**Short task a:**
List every line of the entries below that contains the string "board", matching case exactly.

**Extract:**
┏━━

The in-state of a block is the set of variables that are live at the start of it. It initially contains all variables live (contained) in the block, before the transfer function is applied and the actual contained values are computed. The transfer function of a statement is applied by killing the variables that are written within this block (remove them from the set of live variables). The out-state of a block is the set of variables that are live at the end of the block and is computed by the union of the block's successors' in-states.

Initial code:

 b1: a = 3;
     b = 5;
     d = 4;
     x = 100;
     if a > b then
 b2: c = a + b;
        d = 2;
 b3: endif
     c = 4;
     return b * d + c;

Backward analysis:

 // in: {}
 b1: a = 3;
     b = 5;
     d = 4;
     x = 100; //x is never being used later thus not in the out set {a,b,d}
     if a > b then
 // out: {a,b,d} //union of all (in) successors of b1 => b2: {a,b}, and b3:{b,d}

 // in: {a,b}
 b2: c = a + b;
     d = 2;
 // out: {b,d}

 // in: {b,d}
 b3: endif
     c = 4;
     return b * d + c;
 // out:{}

The in-state of b3 only contains b and d, since c has been written. The out-state of b1 is the union of the in-states of b2 and b3. The definition of c in b2 can be removed, since c is not live immediately after the statement.

┗━━

[Dataset rows showing where objects appear]
┏━━

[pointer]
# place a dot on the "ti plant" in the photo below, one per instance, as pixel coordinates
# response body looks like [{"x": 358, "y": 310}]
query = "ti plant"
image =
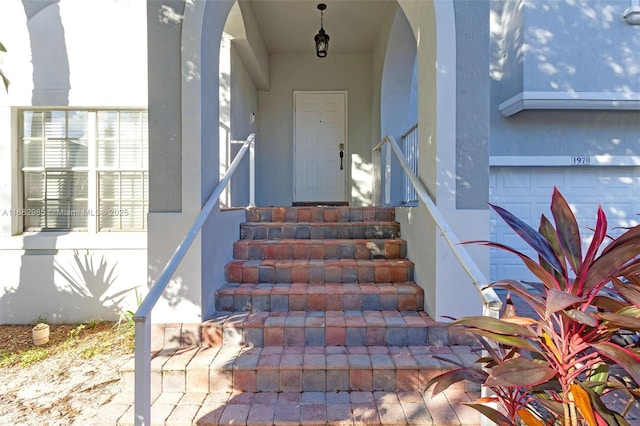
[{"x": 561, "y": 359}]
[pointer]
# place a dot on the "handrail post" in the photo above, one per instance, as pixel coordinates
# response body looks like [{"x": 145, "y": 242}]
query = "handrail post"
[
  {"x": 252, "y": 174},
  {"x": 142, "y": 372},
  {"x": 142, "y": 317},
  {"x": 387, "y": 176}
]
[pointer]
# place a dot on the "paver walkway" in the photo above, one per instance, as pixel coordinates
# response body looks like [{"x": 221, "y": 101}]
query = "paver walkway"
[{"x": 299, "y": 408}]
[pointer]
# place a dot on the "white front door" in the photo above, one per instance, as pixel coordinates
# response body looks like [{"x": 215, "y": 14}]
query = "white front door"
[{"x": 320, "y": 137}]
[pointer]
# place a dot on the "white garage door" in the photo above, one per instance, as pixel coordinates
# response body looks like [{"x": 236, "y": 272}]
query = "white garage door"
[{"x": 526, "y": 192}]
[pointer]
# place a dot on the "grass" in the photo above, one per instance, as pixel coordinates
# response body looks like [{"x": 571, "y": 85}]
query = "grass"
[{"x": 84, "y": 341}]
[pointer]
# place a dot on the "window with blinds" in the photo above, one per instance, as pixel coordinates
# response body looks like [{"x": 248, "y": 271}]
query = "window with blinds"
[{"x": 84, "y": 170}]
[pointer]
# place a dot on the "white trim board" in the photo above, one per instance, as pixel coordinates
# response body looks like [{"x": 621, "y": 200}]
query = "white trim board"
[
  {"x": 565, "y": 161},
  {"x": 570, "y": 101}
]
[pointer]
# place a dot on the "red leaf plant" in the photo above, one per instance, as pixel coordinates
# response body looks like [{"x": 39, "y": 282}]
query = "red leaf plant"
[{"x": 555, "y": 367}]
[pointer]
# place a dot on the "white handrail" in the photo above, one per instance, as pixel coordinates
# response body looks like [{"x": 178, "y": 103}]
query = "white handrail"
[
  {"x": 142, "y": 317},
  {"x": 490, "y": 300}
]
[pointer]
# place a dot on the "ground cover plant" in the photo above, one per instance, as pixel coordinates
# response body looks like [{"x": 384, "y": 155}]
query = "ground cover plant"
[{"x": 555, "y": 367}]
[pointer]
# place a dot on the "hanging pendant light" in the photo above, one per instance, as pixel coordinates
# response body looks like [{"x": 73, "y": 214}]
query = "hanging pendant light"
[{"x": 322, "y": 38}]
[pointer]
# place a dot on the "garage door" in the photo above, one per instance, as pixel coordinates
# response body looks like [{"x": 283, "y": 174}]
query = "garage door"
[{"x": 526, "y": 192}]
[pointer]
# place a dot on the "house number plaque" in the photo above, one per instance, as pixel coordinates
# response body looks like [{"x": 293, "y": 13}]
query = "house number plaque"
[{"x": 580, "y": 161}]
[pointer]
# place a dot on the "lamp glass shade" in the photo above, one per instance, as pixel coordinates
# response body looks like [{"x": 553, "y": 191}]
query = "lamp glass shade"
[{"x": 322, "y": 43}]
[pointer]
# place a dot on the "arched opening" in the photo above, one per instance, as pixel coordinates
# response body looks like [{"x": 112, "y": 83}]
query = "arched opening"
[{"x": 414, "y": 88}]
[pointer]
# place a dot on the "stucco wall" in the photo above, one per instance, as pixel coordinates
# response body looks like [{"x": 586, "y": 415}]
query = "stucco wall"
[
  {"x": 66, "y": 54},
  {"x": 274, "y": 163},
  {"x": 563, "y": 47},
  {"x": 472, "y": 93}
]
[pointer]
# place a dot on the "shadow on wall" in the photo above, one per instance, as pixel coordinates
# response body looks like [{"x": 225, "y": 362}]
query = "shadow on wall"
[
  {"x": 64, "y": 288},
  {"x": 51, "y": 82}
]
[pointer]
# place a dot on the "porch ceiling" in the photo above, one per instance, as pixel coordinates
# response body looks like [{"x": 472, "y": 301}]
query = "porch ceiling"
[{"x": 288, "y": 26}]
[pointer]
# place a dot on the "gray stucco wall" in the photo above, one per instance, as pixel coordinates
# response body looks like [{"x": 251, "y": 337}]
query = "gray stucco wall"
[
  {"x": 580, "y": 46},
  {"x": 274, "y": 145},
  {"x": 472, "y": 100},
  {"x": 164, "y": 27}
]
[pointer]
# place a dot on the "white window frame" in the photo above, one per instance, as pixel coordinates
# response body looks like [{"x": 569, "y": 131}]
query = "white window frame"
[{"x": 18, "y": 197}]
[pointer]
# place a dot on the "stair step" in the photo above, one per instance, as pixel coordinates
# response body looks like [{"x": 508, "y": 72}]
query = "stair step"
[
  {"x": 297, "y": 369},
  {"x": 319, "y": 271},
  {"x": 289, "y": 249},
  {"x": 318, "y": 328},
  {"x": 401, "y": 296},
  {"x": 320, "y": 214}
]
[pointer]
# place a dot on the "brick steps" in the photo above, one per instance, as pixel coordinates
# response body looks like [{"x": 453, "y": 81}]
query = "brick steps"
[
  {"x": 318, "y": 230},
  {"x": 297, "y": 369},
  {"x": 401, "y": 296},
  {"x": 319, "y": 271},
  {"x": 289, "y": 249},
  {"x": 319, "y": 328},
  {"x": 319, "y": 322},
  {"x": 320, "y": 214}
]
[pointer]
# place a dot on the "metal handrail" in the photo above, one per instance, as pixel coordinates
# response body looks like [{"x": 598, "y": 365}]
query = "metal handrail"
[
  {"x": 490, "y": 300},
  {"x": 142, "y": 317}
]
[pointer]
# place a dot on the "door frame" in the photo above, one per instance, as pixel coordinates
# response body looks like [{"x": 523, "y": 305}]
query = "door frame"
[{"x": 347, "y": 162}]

┗━━

**Short task b:**
Return the passage on live variable analysis above, reproduced in full without any changes.

**Complete answer a:**
# place a dot on the "white trim board" in the photo above, one per instance, as pixel coordinates
query = "white trim board"

**Complete answer b:**
The in-state of a block is the set of variables that are live at the start of it. It initially contains all variables live (contained) in the block, before the transfer function is applied and the actual contained values are computed. The transfer function of a statement is applied by killing the variables that are written within this block (remove them from the set of live variables). The out-state of a block is the set of variables that are live at the end of the block and is computed by the union of the block's successors' in-states.

Initial code:

 b1: a = 3;
     b = 5;
     d = 4;
     x = 100;
     if a > b then
 b2: c = a + b;
        d = 2;
 b3: endif
     c = 4;
     return b * d + c;

Backward analysis:

 // in: {}
 b1: a = 3;
     b = 5;
     d = 4;
     x = 100; //x is never being used later thus not in the out set {a,b,d}
     if a > b then
 // out: {a,b,d} //union of all (in) successors of b1 => b2: {a,b}, and b3:{b,d}

 // in: {a,b}
 b2: c = a + b;
     d = 2;
 // out: {b,d}

 // in: {b,d}
 b3: endif
     c = 4;
     return b * d + c;
 // out:{}

The in-state of b3 only contains b and d, since c has been written. The out-state of b1 is the union of the in-states of b2 and b3. The definition of c in b2 can be removed, since c is not live immediately after the statement.